The letter was published Thursday by American blogger Ken Klippenstein, who claims to have verified its authenticity based on the document’s timestamp and signature. Multiple experts cited in the article and other sources who reviewed the letter agree that it appears to be genuine.
The content of Rodriguez’s letter, which has since been widely circulated online, offers an emotionally charged, ideologically radical, and deeply unsettling glimpse into the mind of a far-left activist turned terrorist. In what VIN News described as a “lengthy and impassioned” message, Rodriguez justified the murder of two innocent diplomats as a response to what he labeled “genocide” by Israel in Gaza, a characterization that has been widely rejected by mainstream observers and legal experts.
“After a few months of rapidly mounting death tolls, Israel had obliterated the capacity to even continue counting the dead, which has served its genocide well,” Rodriguez wrote. He cited inflated and unverifiable casualty numbers, claiming the Gaza Health Ministry had recorded 53,000 deaths—figures that have been widely disputed and are often supplied by Hamas-controlled sources.
Rodriguez’s words suggest a calculated effort to dehumanize not only the state of Israel but also anyone who supports it—framing his victims as “perpetrators and abettors” of crimes, thus stripping them of their humanity and rationalizing their execution.
Rodriguez’s manifesto is laced with moral absolutism and revolutionary rhetoric, emblematic of a growing subset of ideological extremism on the radical left that sees physical violence as a legitimate form of protest, according to the information provided in the VIN News report. In his closing paragraph, Rodriguez chillingly rationalizes his act of murder as a response not only to current events in Gaza but to longstanding grievances stretching back over a decade.
“The action would have been morally justified taken 11 years ago during Protective Edge,” he wrote, referencing Israel’s 2014 military operation in Gaza. “I think to most Americans such an action would have been illegible, would seem insane. I am glad that today at least there are many Americans for which the action will be highly legible and, in some funny way, the only sane thing to do.”

Source data:
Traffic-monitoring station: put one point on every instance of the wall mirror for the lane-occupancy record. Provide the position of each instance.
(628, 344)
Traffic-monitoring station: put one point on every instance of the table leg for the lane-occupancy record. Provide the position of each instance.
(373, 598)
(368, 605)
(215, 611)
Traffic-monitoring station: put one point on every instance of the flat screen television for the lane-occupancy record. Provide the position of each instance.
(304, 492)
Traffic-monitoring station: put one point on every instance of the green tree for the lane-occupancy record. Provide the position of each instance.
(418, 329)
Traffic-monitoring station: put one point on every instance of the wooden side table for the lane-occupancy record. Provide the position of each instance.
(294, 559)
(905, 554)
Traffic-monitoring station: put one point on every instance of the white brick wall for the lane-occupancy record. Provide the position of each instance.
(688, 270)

What is expected:
Answer these about the article on Rodriguez's letter:
1. Who published the letter?
2. How many deaths did Rodriguez claim the Gaza Health Ministry had recorded?
3. Which 2014 Israeli military operation does he refer to in his closing paragraph?
You can skip the items above; none of the work here uses them.

Response box:
1. American blogger Ken Klippenstein
2. 53,000
3. Protective Edge